Task to complete: If a line below holds the word "resolution", count it; then say how many such lines there are and nothing else.

Data section:
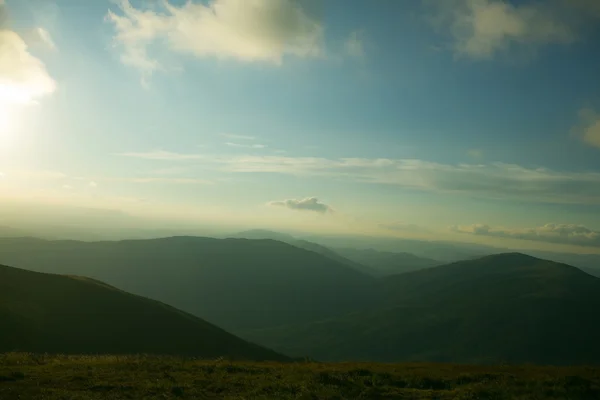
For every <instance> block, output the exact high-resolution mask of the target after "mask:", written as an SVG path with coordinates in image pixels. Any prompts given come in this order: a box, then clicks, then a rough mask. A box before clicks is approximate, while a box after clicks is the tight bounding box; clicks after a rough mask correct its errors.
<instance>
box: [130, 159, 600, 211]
mask: <svg viewBox="0 0 600 400" xmlns="http://www.w3.org/2000/svg"><path fill="white" fill-rule="evenodd" d="M122 155H127V156H130V157H137V158H142V159H151V160H167V161H173V162H186V161H195V160H197V161H200V162H201V163H202V165H203V167H204V168H211V169H216V170H219V171H223V172H230V173H277V174H284V175H293V176H297V177H320V178H326V179H336V180H344V181H349V182H358V183H364V184H385V185H396V186H400V187H404V188H408V189H414V190H428V191H437V192H445V193H454V194H465V195H470V196H477V197H481V198H492V199H517V200H524V201H532V202H541V203H556V204H558V203H570V204H600V172H585V171H583V172H571V171H569V172H563V171H555V170H551V169H546V168H533V167H524V166H521V165H515V164H505V163H490V164H456V165H451V164H441V163H435V162H430V161H424V160H418V159H388V158H338V159H330V158H318V157H286V156H277V155H273V156H266V155H265V156H259V155H243V156H232V155H223V156H216V155H210V156H209V155H200V154H179V153H166V152H151V153H123V154H122Z"/></svg>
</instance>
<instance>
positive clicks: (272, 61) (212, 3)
mask: <svg viewBox="0 0 600 400" xmlns="http://www.w3.org/2000/svg"><path fill="white" fill-rule="evenodd" d="M116 4H117V9H111V10H109V12H108V15H107V16H106V20H107V21H108V22H110V23H111V24H112V25H113V26H114V29H115V36H114V39H115V42H116V44H118V45H119V46H120V47H121V48H122V51H123V53H122V56H121V60H122V62H123V63H125V64H127V65H130V66H133V67H136V68H139V69H141V70H142V71H144V73H146V74H151V73H152V72H154V71H156V70H158V69H161V68H162V65H161V62H160V61H158V59H157V58H156V57H153V56H151V55H150V53H151V51H152V50H153V49H155V47H157V46H159V47H160V46H163V49H164V48H166V49H167V50H169V51H171V52H176V53H181V54H187V55H192V56H195V57H216V58H220V59H233V60H237V61H241V62H263V63H269V64H273V65H280V64H282V62H283V58H284V57H285V56H295V57H316V56H320V55H322V54H323V52H324V48H323V43H324V40H323V36H324V28H323V26H322V24H321V21H320V20H319V19H318V18H316V17H315V16H314V15H312V14H311V13H310V12H309V10H308V9H307V8H306V7H302V4H303V2H299V1H295V0H209V1H208V2H203V3H201V2H199V1H186V2H185V3H183V4H182V5H177V4H174V3H172V2H171V1H170V0H163V1H162V2H161V4H162V6H159V7H154V8H149V7H147V8H137V7H135V6H133V5H132V4H131V3H130V2H129V0H117V1H116Z"/></svg>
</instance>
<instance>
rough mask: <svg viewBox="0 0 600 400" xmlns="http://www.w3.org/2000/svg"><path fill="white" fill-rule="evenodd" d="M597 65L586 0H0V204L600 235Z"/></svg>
mask: <svg viewBox="0 0 600 400" xmlns="http://www.w3.org/2000/svg"><path fill="white" fill-rule="evenodd" d="M598 71H600V1H596V0H548V1H543V2H541V1H526V0H521V1H516V0H515V1H508V0H445V1H435V0H415V1H394V0H377V1H358V0H297V1H294V0H206V1H200V0H193V1H187V2H185V1H179V0H160V1H158V0H156V1H151V0H146V1H136V0H131V1H126V0H110V1H109V0H106V1H105V0H87V1H79V0H56V1H52V0H0V204H2V205H3V207H5V210H8V209H11V210H16V208H7V207H8V205H12V206H15V205H20V206H22V207H21V208H20V209H19V210H21V211H19V212H22V213H23V219H27V218H30V219H31V218H35V216H36V210H41V209H61V210H96V211H98V212H100V213H101V215H108V214H110V215H113V214H114V215H117V216H123V217H127V216H129V217H135V218H143V219H144V220H146V221H156V223H157V224H158V221H161V224H163V225H164V224H169V223H170V224H172V225H176V224H179V223H187V224H190V223H197V224H222V225H224V226H233V225H235V226H247V227H256V228H272V229H288V230H298V231H305V232H337V233H362V234H373V235H375V234H376V235H383V236H398V237H419V238H430V239H447V240H459V241H470V242H480V243H488V244H490V243H494V244H499V245H521V246H529V247H531V248H539V249H557V248H560V249H569V250H570V251H578V252H600V79H599V76H598ZM48 207H50V208H48ZM52 207H54V208H52ZM103 212H104V213H105V214H102V213H103ZM106 213H108V214H106ZM111 213H113V214H111ZM15 215H16V214H13V219H14V216H15ZM61 215H62V214H61ZM114 215H113V216H114ZM5 218H6V213H5ZM101 219H104V218H101ZM0 223H2V220H1V219H0Z"/></svg>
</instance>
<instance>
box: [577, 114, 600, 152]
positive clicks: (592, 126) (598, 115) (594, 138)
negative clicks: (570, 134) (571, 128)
mask: <svg viewBox="0 0 600 400" xmlns="http://www.w3.org/2000/svg"><path fill="white" fill-rule="evenodd" d="M572 133H573V134H575V135H576V136H577V137H579V138H581V140H583V141H584V142H585V143H587V144H589V145H590V146H594V147H598V148H600V114H598V113H597V112H595V111H594V110H593V109H591V108H583V109H581V110H580V111H579V125H578V126H577V127H575V128H573V130H572Z"/></svg>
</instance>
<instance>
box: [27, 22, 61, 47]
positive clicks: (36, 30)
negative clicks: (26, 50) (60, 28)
mask: <svg viewBox="0 0 600 400" xmlns="http://www.w3.org/2000/svg"><path fill="white" fill-rule="evenodd" d="M23 40H24V41H25V43H27V45H28V46H30V47H39V48H43V49H46V50H51V51H55V50H57V47H56V43H54V40H53V39H52V36H51V35H50V32H48V31H47V30H46V29H44V28H40V27H38V28H34V29H31V30H29V31H28V32H26V33H25V34H24V35H23Z"/></svg>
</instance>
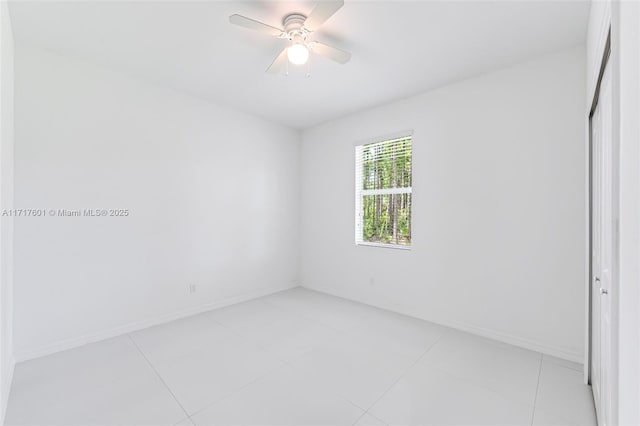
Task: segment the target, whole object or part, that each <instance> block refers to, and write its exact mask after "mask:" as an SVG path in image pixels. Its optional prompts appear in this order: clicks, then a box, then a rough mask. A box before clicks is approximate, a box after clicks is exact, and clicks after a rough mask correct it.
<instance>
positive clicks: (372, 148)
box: [356, 136, 412, 248]
mask: <svg viewBox="0 0 640 426" xmlns="http://www.w3.org/2000/svg"><path fill="white" fill-rule="evenodd" d="M411 161H412V158H411V136H403V137H400V138H396V139H389V140H385V141H382V142H376V143H370V144H366V145H359V146H356V244H363V245H380V246H394V247H405V248H408V247H409V246H411Z"/></svg>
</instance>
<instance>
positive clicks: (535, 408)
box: [531, 353, 544, 426]
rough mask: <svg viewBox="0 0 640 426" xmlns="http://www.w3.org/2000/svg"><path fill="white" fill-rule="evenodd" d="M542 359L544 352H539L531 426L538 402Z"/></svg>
mask: <svg viewBox="0 0 640 426" xmlns="http://www.w3.org/2000/svg"><path fill="white" fill-rule="evenodd" d="M543 361H544V354H542V353H541V354H540V364H539V366H538V382H537V383H536V396H535V398H533V410H532V411H531V426H533V419H534V417H535V415H536V403H537V402H538V392H539V391H540V376H541V375H542V363H543Z"/></svg>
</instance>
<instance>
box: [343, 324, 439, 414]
mask: <svg viewBox="0 0 640 426" xmlns="http://www.w3.org/2000/svg"><path fill="white" fill-rule="evenodd" d="M447 333H448V331H445V332H444V333H442V334H441V335H440V337H438V339H436V341H435V342H433V344H431V345H430V346H429V347H428V348H427V349H426V350H425V351H424V352H423V353H422V354H421V355H420V356H419V357H418V358H417V359H416V360H415V361H414V362H413V363H412V364H411V365H410V366H408V367H407V368H406V369H405V370H404V371H403V372H402V373H400V375H399V376H398V378H397V379H396V380H394V381H393V383H392V384H391V385H390V386H389V387H388V388H387V389H386V390H385V391H384V392H383V393H382V395H380V396H379V397H378V398H377V399H376V400H375V401H373V403H372V404H371V405H370V406H369V408H367V409H366V410H365V412H364V413H363V414H362V415H361V416H360V417H358V419H357V420H356V421H355V423H358V422H359V421H360V419H361V418H362V417H364V416H365V415H366V414H369V415H370V416H373V417H375V418H376V419H378V417H376V416H374V415H373V414H370V413H369V410H371V409H372V408H373V407H374V406H375V405H376V404H377V403H378V402H380V400H381V399H382V398H384V396H385V395H386V394H387V393H389V391H390V390H391V389H392V388H393V387H394V386H395V385H396V384H397V383H398V382H399V381H400V380H402V378H403V377H404V376H405V375H406V374H407V373H408V372H409V370H411V369H412V368H413V367H414V366H415V365H416V364H418V363H419V362H420V360H422V358H424V357H425V355H427V354H428V353H429V351H431V349H433V347H434V346H436V345H437V344H438V343H439V342H440V340H442V338H443V337H444V335H445V334H447ZM378 420H381V419H378ZM355 423H354V424H355ZM383 423H385V424H386V423H387V422H386V421H384V422H383Z"/></svg>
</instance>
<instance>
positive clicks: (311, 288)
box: [302, 284, 584, 364]
mask: <svg viewBox="0 0 640 426" xmlns="http://www.w3.org/2000/svg"><path fill="white" fill-rule="evenodd" d="M302 287H304V288H306V289H309V290H313V291H317V292H319V293H325V294H330V295H332V296H336V297H340V298H343V299H347V300H351V301H353V302H358V303H362V304H364V305H368V306H373V307H375V308H379V309H384V310H388V311H391V312H394V313H398V314H401V315H406V316H409V317H412V318H417V319H421V320H425V321H429V322H433V323H435V324H438V325H443V326H445V327H450V328H454V329H456V330H460V331H464V332H467V333H471V334H475V335H478V336H482V337H486V338H488V339H493V340H497V341H499V342H502V343H507V344H509V345H513V346H518V347H520V348H524V349H529V350H532V351H536V352H540V353H543V354H546V355H552V356H555V357H557V358H561V359H565V360H568V361H572V362H577V363H579V364H582V363H583V361H584V360H583V357H584V354H583V353H582V352H571V351H567V350H565V349H563V348H557V347H554V346H549V345H546V344H543V343H540V342H536V341H534V340H529V339H524V338H521V337H518V336H513V335H510V334H506V333H502V332H500V331H496V330H491V329H487V328H483V327H478V326H476V325H473V324H467V323H464V322H461V321H455V320H451V319H449V318H435V317H429V316H427V315H413V314H408V313H406V312H401V311H396V310H393V309H389V308H388V307H385V306H382V305H377V304H373V303H368V302H362V301H360V300H356V299H350V298H348V297H345V296H342V295H340V294H336V293H332V292H330V291H325V290H318V289H316V288H312V287H305V286H304V284H303V285H302Z"/></svg>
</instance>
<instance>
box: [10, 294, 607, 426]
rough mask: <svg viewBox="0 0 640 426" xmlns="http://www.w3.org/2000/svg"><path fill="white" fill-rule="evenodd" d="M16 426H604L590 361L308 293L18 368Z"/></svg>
mask: <svg viewBox="0 0 640 426" xmlns="http://www.w3.org/2000/svg"><path fill="white" fill-rule="evenodd" d="M6 424H8V425H22V424H31V425H36V424H37V425H106V424H109V425H116V424H117V425H143V424H144V425H407V424H419V425H595V424H596V421H595V415H594V409H593V403H592V399H591V391H590V389H589V387H588V386H585V385H584V384H583V383H582V367H581V366H580V365H578V364H574V363H571V362H568V361H564V360H560V359H557V358H553V357H548V356H543V355H541V354H540V353H537V352H532V351H528V350H525V349H521V348H517V347H514V346H510V345H506V344H504V343H499V342H496V341H493V340H489V339H484V338H481V337H478V336H474V335H471V334H467V333H462V332H459V331H455V330H452V329H449V328H445V327H441V326H438V325H435V324H433V323H429V322H426V321H421V320H418V319H415V318H410V317H406V316H403V315H399V314H395V313H393V312H389V311H384V310H381V309H376V308H373V307H369V306H366V305H363V304H359V303H355V302H351V301H347V300H344V299H340V298H337V297H333V296H329V295H325V294H321V293H316V292H313V291H310V290H305V289H301V288H297V289H293V290H288V291H285V292H281V293H277V294H274V295H271V296H267V297H263V298H260V299H256V300H253V301H250V302H245V303H241V304H238V305H233V306H230V307H227V308H223V309H218V310H215V311H211V312H207V313H205V314H201V315H197V316H194V317H190V318H186V319H182V320H178V321H174V322H171V323H169V324H165V325H161V326H157V327H153V328H149V329H146V330H142V331H138V332H135V333H131V334H130V335H125V336H121V337H117V338H114V339H110V340H107V341H103V342H99V343H94V344H91V345H87V346H84V347H81V348H77V349H72V350H69V351H66V352H61V353H58V354H54V355H51V356H47V357H43V358H40V359H36V360H33V361H28V362H25V363H21V364H19V365H18V366H16V371H15V376H14V382H13V388H12V390H11V395H10V401H9V406H8V410H7V418H6Z"/></svg>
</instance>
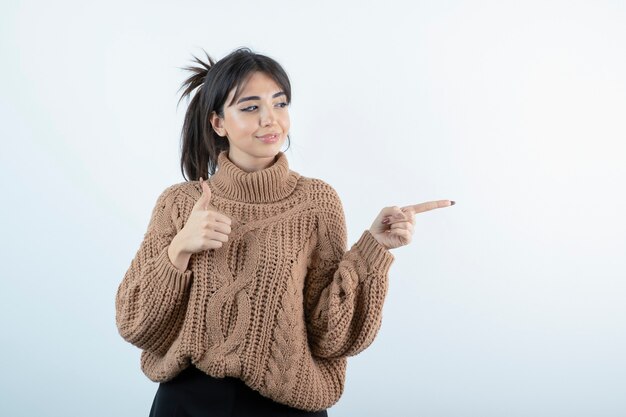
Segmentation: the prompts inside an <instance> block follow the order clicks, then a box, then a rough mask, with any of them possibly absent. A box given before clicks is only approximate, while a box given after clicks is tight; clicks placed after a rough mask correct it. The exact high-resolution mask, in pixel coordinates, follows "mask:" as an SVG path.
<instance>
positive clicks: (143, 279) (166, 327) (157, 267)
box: [115, 186, 192, 352]
mask: <svg viewBox="0 0 626 417" xmlns="http://www.w3.org/2000/svg"><path fill="white" fill-rule="evenodd" d="M174 187H175V186H171V187H168V188H167V189H166V190H165V191H163V192H162V193H161V195H160V196H159V198H158V199H157V202H156V205H155V207H154V209H153V210H152V215H151V218H150V222H149V224H148V229H147V231H146V233H145V234H144V237H143V241H142V242H141V244H140V246H139V249H138V250H137V253H136V254H135V257H134V259H133V260H132V261H131V264H130V267H129V268H128V270H127V271H126V274H125V275H124V278H123V280H122V282H121V284H120V285H119V288H118V290H117V294H116V298H115V320H116V324H117V328H118V331H119V333H120V335H121V336H122V337H123V338H124V339H125V340H126V341H128V342H129V343H131V344H133V345H135V346H137V347H139V348H140V349H145V350H150V351H153V352H162V351H163V350H166V349H167V348H168V347H169V346H170V345H171V343H172V342H173V341H174V340H175V338H176V336H177V334H178V332H179V331H180V328H181V326H182V321H183V316H184V313H185V310H186V307H187V298H188V291H189V284H190V282H191V274H192V273H191V270H186V271H185V272H181V271H179V270H178V269H177V268H176V267H175V266H174V265H173V264H172V263H171V261H170V258H169V256H168V254H167V248H168V247H169V244H170V242H171V241H172V239H173V238H174V236H176V234H177V233H178V228H179V227H181V226H180V221H179V220H180V216H179V212H178V208H177V205H176V204H175V196H176V192H175V188H174Z"/></svg>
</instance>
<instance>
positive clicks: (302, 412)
mask: <svg viewBox="0 0 626 417" xmlns="http://www.w3.org/2000/svg"><path fill="white" fill-rule="evenodd" d="M200 416H202V417H265V416H267V417H270V416H271V417H279V416H281V417H282V416H285V417H287V416H289V417H296V416H298V417H327V416H328V413H327V412H326V410H323V411H316V412H311V411H305V410H300V409H298V408H293V407H289V406H288V405H286V404H281V403H278V402H276V401H273V400H272V399H270V398H268V397H265V396H263V395H261V394H260V393H259V392H258V391H255V390H253V389H252V388H250V387H249V386H247V385H246V384H245V383H244V382H243V381H242V380H240V379H238V378H233V377H226V378H214V377H212V376H210V375H207V374H206V373H204V372H203V371H201V370H199V369H198V368H196V367H195V366H193V365H189V367H188V368H186V369H185V370H183V371H182V372H181V373H180V374H178V375H177V376H176V377H174V378H173V379H171V380H170V381H167V382H161V383H160V384H159V388H158V389H157V392H156V395H155V396H154V401H153V402H152V408H151V409H150V417H200Z"/></svg>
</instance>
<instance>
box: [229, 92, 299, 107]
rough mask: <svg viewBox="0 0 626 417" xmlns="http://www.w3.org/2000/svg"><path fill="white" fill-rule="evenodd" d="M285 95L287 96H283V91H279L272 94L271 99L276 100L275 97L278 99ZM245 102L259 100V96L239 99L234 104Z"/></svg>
mask: <svg viewBox="0 0 626 417" xmlns="http://www.w3.org/2000/svg"><path fill="white" fill-rule="evenodd" d="M286 95H287V94H285V92H284V91H279V92H278V93H276V94H274V95H273V96H272V98H276V97H278V96H286ZM247 100H261V97H259V96H249V97H242V98H240V99H239V100H237V103H236V104H239V103H241V102H242V101H247Z"/></svg>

Solution to this exercise: 2